[WHAT YOU HAVE TO DO] Copy the lines below exactly. Start at the first and finish with the line containing "[bbox-request] snow-covered ground".

(Spatial localization data)
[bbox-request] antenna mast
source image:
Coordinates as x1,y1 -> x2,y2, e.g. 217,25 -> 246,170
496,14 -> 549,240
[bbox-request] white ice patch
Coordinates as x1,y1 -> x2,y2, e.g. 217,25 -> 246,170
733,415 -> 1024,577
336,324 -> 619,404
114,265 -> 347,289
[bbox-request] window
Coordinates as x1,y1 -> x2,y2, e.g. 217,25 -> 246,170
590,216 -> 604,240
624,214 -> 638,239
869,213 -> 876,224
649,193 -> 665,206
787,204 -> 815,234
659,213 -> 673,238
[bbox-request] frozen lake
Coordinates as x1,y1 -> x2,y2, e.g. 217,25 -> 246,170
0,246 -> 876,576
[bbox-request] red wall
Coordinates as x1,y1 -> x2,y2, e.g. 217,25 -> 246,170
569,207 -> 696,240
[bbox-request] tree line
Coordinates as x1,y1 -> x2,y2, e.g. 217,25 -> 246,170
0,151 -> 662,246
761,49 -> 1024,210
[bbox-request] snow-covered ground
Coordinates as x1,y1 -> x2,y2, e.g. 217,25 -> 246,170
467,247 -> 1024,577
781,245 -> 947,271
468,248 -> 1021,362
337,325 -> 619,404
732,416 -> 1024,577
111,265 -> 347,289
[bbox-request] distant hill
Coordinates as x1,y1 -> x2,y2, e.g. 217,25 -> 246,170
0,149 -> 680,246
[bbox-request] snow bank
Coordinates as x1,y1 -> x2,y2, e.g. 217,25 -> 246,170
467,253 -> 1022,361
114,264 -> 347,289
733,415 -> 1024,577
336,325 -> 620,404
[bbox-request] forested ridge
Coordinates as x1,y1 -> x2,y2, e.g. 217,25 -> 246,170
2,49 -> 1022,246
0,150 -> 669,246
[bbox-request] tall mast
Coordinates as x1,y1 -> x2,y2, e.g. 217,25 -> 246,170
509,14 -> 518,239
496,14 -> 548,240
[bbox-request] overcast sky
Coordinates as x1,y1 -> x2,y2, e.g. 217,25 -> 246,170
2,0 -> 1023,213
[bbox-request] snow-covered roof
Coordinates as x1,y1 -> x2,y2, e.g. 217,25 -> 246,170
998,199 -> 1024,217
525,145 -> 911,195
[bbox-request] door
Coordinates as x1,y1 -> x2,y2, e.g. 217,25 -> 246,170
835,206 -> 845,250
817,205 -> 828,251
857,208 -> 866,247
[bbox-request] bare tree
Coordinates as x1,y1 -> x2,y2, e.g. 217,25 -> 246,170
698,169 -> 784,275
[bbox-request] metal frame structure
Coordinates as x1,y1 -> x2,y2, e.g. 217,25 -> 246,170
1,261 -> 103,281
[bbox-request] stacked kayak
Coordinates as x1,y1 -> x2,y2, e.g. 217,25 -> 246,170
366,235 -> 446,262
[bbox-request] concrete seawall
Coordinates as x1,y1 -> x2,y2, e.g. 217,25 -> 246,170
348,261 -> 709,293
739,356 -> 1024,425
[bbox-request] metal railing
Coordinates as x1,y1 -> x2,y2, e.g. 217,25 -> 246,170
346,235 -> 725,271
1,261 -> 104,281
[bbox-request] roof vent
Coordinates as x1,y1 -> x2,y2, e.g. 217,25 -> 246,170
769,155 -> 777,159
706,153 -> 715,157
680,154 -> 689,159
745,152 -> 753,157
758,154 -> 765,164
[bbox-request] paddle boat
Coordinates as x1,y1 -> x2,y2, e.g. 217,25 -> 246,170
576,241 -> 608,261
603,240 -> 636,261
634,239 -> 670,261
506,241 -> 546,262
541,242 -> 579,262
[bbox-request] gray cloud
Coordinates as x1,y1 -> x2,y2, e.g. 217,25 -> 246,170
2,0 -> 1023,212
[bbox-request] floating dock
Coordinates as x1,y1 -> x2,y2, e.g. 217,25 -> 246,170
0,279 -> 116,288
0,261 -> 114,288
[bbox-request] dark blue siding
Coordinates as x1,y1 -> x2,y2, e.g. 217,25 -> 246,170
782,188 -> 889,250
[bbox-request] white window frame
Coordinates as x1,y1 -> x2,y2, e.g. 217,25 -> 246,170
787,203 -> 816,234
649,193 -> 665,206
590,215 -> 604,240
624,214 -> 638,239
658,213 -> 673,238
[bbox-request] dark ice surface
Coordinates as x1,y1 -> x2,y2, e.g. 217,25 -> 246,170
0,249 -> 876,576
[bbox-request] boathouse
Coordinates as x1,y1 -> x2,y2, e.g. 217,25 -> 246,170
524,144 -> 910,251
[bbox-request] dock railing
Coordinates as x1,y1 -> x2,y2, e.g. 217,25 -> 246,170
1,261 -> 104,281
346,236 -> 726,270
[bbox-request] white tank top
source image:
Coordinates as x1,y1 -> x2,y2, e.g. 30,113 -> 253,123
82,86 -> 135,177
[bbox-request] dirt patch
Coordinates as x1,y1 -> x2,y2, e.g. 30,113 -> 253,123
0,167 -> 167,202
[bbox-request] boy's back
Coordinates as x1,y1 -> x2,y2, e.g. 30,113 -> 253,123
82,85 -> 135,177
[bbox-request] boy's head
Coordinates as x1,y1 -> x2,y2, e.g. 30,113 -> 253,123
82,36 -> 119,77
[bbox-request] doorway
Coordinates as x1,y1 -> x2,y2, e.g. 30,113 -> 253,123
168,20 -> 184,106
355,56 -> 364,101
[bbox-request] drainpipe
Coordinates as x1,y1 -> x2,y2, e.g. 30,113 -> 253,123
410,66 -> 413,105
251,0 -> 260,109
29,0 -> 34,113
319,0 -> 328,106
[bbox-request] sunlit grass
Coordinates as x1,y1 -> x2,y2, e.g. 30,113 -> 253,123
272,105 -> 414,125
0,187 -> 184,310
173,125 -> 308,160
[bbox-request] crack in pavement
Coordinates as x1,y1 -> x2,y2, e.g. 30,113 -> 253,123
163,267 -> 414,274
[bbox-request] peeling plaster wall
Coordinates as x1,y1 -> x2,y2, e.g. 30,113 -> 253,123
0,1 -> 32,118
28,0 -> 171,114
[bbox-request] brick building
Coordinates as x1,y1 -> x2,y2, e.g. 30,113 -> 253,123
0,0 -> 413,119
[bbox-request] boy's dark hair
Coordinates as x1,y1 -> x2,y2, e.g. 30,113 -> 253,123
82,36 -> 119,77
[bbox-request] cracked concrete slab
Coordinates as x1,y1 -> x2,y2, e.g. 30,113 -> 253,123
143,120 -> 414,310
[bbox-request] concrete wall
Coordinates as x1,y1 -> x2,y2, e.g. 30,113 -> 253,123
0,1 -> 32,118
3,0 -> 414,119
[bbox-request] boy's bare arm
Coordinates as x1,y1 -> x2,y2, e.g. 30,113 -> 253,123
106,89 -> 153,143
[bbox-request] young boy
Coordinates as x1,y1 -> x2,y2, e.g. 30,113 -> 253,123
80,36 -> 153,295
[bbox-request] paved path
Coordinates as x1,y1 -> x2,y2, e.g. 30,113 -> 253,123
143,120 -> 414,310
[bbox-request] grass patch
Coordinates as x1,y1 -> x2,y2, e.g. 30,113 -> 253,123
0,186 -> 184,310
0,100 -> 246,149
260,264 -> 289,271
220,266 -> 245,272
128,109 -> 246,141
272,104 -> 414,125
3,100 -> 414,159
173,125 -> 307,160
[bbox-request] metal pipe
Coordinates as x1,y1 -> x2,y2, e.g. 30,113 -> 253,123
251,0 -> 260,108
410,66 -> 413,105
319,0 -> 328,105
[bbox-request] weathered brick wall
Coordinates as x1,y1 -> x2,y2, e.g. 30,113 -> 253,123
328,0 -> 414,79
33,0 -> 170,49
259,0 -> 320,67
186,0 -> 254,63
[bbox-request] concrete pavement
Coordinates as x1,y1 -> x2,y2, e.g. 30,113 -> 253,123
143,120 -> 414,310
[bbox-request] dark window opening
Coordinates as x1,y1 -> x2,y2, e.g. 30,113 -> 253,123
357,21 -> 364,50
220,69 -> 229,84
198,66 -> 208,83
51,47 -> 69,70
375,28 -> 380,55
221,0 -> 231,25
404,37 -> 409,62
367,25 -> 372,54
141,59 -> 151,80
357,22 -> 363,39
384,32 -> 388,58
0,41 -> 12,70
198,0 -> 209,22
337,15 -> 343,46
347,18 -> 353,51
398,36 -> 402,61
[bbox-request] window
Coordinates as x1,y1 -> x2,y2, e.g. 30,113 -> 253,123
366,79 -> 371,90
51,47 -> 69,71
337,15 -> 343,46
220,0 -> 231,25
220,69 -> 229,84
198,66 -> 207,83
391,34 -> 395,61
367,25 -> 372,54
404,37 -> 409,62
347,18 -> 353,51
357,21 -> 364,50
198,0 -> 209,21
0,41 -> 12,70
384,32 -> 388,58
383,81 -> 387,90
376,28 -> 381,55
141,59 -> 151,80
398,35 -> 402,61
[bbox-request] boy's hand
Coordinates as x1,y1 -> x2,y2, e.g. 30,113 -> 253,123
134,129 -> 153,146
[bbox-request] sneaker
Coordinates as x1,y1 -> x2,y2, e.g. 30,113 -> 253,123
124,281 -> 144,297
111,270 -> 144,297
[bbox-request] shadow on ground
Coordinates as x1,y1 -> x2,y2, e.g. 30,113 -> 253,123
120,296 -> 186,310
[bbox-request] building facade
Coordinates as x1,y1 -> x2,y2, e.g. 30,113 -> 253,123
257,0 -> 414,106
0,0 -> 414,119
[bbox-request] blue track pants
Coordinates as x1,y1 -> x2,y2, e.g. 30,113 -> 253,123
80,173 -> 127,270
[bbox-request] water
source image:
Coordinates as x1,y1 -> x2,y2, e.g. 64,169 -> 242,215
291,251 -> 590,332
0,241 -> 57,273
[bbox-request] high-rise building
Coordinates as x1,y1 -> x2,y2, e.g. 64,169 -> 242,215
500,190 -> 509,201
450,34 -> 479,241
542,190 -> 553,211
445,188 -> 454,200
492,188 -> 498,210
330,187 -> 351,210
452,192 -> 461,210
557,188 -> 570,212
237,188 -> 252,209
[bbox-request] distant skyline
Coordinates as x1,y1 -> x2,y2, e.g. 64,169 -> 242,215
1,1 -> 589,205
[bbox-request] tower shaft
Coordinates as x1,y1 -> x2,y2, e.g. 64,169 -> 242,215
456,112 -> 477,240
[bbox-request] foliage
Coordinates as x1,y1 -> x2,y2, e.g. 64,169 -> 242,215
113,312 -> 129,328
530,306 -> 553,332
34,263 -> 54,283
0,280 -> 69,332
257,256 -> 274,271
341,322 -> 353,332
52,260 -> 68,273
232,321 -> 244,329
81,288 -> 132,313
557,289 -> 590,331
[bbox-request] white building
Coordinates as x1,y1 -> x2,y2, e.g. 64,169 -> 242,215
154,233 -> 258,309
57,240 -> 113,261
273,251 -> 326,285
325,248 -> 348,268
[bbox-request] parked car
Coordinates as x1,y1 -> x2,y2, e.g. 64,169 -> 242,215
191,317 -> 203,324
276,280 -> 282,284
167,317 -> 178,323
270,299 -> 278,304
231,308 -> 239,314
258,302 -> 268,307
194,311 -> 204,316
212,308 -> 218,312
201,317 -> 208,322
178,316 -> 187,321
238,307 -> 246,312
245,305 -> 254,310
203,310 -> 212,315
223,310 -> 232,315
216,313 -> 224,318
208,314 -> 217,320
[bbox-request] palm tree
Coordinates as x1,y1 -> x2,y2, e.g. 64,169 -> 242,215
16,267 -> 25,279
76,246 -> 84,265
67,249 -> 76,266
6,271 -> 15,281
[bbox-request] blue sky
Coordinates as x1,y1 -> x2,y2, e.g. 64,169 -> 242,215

[EXERCISE RESULT]
[bbox-request] antenna mast
source image:
Coordinates as x1,y1 -> x2,y2, e.g. 217,25 -> 246,170
496,14 -> 549,240
[bbox-request] white ice patch
Coordinates as x1,y1 -> x2,y2, e.g. 217,25 -> 246,170
733,415 -> 1024,577
336,324 -> 619,404
114,265 -> 347,289
[bbox-request] window
Coordinates as x1,y1 -> x2,y2, e.g. 217,25 -> 246,170
590,216 -> 604,240
624,214 -> 638,239
869,213 -> 876,224
649,193 -> 665,206
787,204 -> 815,234
659,213 -> 673,238
[bbox-request] frozen lake
Coordinates as x1,y1 -> x2,y2, e.g. 217,25 -> 246,170
0,246 -> 876,576
[bbox-request] red wall
Coordinates as x1,y1 -> x2,y2, e.g. 217,25 -> 246,170
569,207 -> 696,240
[bbox-request] tree line
Coordinates as x1,y1 -> x2,y2, e.g. 217,25 -> 246,170
0,151 -> 662,246
761,49 -> 1024,210
[bbox-request] snow-covered ground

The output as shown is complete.